Continue the scientific writing guide below from the point where it ends, carrying on its section on the writing process.

- [Page excerpt]

%%

Each guideline provides checklists ensuring all critical methodological elements are reported.

6. Writing Principles and Style

Apply fundamental scientific writing principles. For detailed guidance, refer to references/writing_principles.md.

Clarity:

  • Use precise, unambiguous language
  • Define technical terms and abbreviations at first use
  • Maintain logical flow within and between paragraphs
  • Use active voice when appropriate for clarity

Conciseness:

  • Eliminate redundant words and phrases
  • Favor shorter sentences (15-20 words average)
  • Remove unnecessary qualifiers
  • Respect word limits strictly

Accuracy:

  • Report exact values with appropriate precision
  • Use consistent terminology throughout
  • Distinguish between observations and interpretations
  • Acknowledge uncertainty appropriately

Objectivity:

  • Present results without bias
  • Avoid overstating findings or implications
  • Acknowledge conflicting evidence
  • Maintain professional, neutral tone

7. Writing Process: From Outline to Full Paragraphs

CRITICAL: Always write in full paragraphs, never submit bullet points in scientific papers.

%%

- [Dataset extract]

%%

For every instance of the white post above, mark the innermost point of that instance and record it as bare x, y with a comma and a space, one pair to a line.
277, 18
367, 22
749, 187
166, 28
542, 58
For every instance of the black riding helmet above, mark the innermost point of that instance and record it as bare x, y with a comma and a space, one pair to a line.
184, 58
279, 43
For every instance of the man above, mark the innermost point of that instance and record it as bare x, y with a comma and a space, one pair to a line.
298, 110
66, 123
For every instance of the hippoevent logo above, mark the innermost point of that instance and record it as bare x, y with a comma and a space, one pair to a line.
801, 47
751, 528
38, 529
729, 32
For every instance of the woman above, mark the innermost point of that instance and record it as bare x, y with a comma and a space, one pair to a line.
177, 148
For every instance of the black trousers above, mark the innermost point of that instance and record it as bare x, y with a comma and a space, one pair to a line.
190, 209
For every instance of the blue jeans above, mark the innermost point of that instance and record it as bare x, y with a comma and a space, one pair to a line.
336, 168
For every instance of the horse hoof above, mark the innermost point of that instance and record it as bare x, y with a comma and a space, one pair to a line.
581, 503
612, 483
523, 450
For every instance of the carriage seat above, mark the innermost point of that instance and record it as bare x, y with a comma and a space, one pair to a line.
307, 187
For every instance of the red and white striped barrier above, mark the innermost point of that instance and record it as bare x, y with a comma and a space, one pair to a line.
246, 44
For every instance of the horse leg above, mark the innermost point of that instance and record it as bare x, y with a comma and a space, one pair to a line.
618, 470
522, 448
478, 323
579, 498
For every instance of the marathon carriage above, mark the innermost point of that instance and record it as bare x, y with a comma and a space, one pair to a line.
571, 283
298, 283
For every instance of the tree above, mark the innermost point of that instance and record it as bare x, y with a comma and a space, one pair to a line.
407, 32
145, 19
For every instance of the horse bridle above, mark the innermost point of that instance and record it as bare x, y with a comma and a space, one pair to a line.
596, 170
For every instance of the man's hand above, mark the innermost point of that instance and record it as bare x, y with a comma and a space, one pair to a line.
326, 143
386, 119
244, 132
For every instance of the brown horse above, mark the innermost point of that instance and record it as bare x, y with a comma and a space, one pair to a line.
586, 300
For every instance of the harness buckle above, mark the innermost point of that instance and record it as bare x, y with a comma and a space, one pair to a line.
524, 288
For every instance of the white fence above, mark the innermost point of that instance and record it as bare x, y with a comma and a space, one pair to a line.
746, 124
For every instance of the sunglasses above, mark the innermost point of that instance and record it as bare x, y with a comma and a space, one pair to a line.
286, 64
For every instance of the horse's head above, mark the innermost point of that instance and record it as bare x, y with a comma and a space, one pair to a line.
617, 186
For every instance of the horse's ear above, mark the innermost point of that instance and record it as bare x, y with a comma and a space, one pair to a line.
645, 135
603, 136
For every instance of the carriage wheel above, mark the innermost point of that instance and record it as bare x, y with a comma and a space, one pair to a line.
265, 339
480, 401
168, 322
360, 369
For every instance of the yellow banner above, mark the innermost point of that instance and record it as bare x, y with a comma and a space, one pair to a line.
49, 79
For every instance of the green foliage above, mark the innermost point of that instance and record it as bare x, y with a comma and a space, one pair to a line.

%%

- [Expected output]
Scientific papers must be written in complete, flowing prose. Use this two-stage approach for effective writing:

Stage 1: Create Section Outlines with Key Points

When starting a new section:

  1. Use the research-lookup skill to gather relevant literature and data
  2. Create a structured outline with bullet points marking:
    • Main arguments or findings to present
    • Key studies to cite
    • Data points and statistics to include
    • Logical flow and organization
  3. These bullet points serve as scaffolding—they are NOT the final manuscript

Example outline (Introduction section):

- Background: AI in drug discovery gaining traction
  * Cite recent reviews (Smith 2023, Jones 2024)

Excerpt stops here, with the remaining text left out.